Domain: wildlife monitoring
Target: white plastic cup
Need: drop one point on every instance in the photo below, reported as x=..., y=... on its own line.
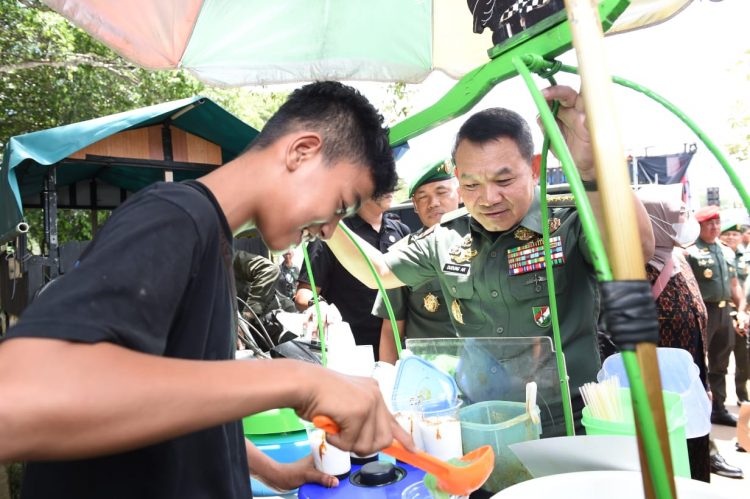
x=410, y=421
x=440, y=430
x=326, y=457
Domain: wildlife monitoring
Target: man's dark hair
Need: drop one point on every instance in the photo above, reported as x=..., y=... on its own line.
x=495, y=123
x=352, y=129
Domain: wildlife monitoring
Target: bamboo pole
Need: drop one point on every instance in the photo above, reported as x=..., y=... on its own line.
x=620, y=229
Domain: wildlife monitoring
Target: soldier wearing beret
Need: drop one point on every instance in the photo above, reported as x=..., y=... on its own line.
x=489, y=262
x=421, y=311
x=731, y=235
x=714, y=266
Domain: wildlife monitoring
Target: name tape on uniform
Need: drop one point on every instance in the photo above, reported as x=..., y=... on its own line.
x=530, y=257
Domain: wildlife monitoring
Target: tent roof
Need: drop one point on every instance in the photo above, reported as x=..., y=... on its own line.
x=27, y=157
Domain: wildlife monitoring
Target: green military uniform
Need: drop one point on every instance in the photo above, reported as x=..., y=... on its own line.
x=423, y=307
x=714, y=267
x=741, y=344
x=497, y=287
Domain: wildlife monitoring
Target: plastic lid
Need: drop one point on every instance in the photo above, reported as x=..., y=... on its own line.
x=418, y=381
x=273, y=421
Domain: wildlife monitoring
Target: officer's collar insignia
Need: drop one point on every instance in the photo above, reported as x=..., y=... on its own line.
x=431, y=302
x=463, y=252
x=524, y=234
x=554, y=224
x=456, y=311
x=542, y=316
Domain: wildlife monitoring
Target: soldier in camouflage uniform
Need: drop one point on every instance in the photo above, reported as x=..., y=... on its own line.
x=421, y=312
x=731, y=235
x=714, y=266
x=489, y=262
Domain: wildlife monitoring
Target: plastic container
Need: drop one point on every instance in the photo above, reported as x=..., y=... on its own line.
x=499, y=424
x=676, y=420
x=420, y=491
x=679, y=374
x=420, y=382
x=272, y=422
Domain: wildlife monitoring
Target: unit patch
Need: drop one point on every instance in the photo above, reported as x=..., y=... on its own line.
x=431, y=302
x=542, y=316
x=452, y=268
x=456, y=311
x=463, y=252
x=530, y=256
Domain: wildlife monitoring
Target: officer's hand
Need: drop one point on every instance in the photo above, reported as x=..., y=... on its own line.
x=357, y=406
x=571, y=119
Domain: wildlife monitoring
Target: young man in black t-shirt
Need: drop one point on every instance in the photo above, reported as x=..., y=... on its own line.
x=118, y=380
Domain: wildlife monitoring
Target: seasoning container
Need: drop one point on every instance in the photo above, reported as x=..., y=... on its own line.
x=327, y=458
x=440, y=430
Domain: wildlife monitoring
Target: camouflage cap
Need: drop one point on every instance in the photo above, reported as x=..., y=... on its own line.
x=707, y=213
x=434, y=172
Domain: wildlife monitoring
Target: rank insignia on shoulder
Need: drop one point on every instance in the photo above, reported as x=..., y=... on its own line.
x=456, y=311
x=431, y=303
x=524, y=234
x=542, y=316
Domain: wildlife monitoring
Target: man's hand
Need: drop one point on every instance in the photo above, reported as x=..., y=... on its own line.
x=356, y=405
x=571, y=119
x=288, y=476
x=329, y=313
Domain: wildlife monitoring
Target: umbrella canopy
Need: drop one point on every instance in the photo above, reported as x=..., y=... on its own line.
x=201, y=128
x=250, y=42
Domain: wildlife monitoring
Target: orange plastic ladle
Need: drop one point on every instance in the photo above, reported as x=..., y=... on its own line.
x=455, y=479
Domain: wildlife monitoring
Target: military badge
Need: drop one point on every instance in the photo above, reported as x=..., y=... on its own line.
x=456, y=310
x=524, y=234
x=542, y=316
x=431, y=303
x=463, y=253
x=530, y=256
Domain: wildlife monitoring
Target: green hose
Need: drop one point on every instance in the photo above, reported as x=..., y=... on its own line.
x=316, y=300
x=641, y=406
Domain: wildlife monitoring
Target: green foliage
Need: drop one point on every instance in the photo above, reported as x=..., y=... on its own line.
x=740, y=146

**YOUR GOAL**:
Shift every point coordinate by 103 by rewriting the rows from the start through the line with "x=530, y=257", requests included, and adding 103 to each x and y value in the answers. Leave the pictures out of your answer.

**TASK OUTPUT**:
Domain: wildlife monitoring
Target: white plastic cup
Need: drop one point on every instance in the photo below, reported as x=..., y=... on its own line.
x=513, y=524
x=543, y=533
x=429, y=560
Domain: wildlife monitoring
Target: man's dark hair
Need: drop one point on every instance in the photo above, reported as x=..., y=... on its own line.
x=598, y=226
x=455, y=232
Domain: wildlife monitoring
Target: bamboo pole
Need: drop one point on every instance in the photo above, reported as x=..., y=... on its own line.
x=723, y=332
Domain: wildlife monitoring
Target: soldier wearing beret
Need: drop one point on every instance in the photo above, reported as x=..., y=... on its own line.
x=592, y=365
x=524, y=414
x=834, y=338
x=817, y=369
Domain: wildlife monitoring
Target: name tape on uniform
Need: drop one point on every instance in the photo above, reported as x=..., y=... on its own line.
x=633, y=360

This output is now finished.